With the new year almost two weeks old, typical resolutions like quitting smoking or cutting back on caffeine consumption are testing students’ willpower.
But while students deal with the aftermath of addiction, like irritability and sleeplessness, Dr. Horace Loh and his colleagues search the brain for what causes the addiction in the first place.
Loh and eight other University researchers received a $5 million grant from the National Institutes of Health to establish the Drug Addiction Research Center in Molecular and Cellular Biology.
Boynton Health Service employee Kusuma Madamala said almost 36 percent of University students have used some sort of tobacco in the last 30 days, according to a 1998 student health survey. More than 13.5 percent of students used marijuana or hashish and .2 percent used opiates, heroin or morphine in the last 30 days.
While other drug research centers focus on the abuse of these drugs, the University’s is the first to focus on the cellular and molecular level, said Loh, who is head of the Department of Pharmacology.
“The University of Minnesota is clearly among the leaders in the world as far as breadth and depth of scientists studying drug abuse,” said Dr. Robert Elde, dean of the College of Biological Sciences. “A lot more synergy comes out of a center than an individual research grant,” he added.

DATA UNDER STUDY
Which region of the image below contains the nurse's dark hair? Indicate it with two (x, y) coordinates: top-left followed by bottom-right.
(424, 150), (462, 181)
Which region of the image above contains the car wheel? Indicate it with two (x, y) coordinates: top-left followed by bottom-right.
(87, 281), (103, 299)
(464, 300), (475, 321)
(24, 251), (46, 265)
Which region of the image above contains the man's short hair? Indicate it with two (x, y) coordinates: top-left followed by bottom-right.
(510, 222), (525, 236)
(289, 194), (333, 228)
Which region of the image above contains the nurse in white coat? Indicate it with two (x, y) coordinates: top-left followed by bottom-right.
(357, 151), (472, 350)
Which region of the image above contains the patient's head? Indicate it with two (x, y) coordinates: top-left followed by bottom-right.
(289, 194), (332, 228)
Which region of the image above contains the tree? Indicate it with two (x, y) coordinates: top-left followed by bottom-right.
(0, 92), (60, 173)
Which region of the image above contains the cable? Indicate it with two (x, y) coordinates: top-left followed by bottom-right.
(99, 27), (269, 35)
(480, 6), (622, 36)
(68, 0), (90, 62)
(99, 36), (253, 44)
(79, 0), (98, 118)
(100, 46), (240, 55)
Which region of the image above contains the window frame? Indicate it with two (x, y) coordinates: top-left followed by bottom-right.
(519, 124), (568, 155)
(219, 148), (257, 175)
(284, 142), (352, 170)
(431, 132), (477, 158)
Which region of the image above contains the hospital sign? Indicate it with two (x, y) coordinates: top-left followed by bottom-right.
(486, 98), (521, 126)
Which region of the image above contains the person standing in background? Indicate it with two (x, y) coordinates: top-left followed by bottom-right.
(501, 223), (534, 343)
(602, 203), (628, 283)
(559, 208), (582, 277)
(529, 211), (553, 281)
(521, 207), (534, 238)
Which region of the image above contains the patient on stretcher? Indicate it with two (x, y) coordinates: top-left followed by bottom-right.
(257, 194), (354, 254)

PROMPT 1
Rewrite the part of the article on addiction research that begins at the words "But while students" and stops after "and Cellular Biology.", putting "NIH" in place of "National Institutes of Health".
PROMPT 2
According to the article on addiction research, which department does Loh head?
PROMPT 3
Extend the article about the University's new drug addiction research center, starting after its final sentence.
The listing comes from a different source than the article.

EXERCISE RESPONSE 1
But while students deal with the aftermath of addiction, like irritability and sleeplessness, Dr. Horace Loh and his colleagues search the brain for what causes the addiction in the first place.
Loh and eight other University researchers received a $5 million grant from the NIH to establish the Drug Addiction Research Center in Molecular and Cellular Biology.

EXERCISE RESPONSE 2
The Department of Pharmacology.

EXERCISE RESPONSE 3
The center uses an inter-disciplinary approach to research, Loh said.
“The center brings together eight scientists with different expertise in different areas,” said Loh, who is the center’s director.
Scientists from the departments of pharmacology, biochemistry and surgery and the College of Biological Sciences will study the effects of nicotine, caffeine, marijuana and opiates on cells and how the drugs create cravings within the cell tissue of the brain.
“Why you crave an addiction can be found somewhere in your cells,” Loh said. “Addiction is not, `I’m a bad person because I smoke pot.’ Addiction is a disease.”
Loh maintained that addiction is a disease just like heart disease or liver disease.
Just like research for other diseases, the ultimate goal for the center is to find out how to design better drugs. Loh uses aspirin to illustrate his point.
Although aspirin is used primarily to treat pain, it causes side effects such as stomach pain. Like aspirin, morphine is also used to treat and alleviate pain but is highly addictive.
Through cellular research, Loh said it will one day be possible to isolate the good effects of morphine and develop a new version of the drug without the addictive side effects.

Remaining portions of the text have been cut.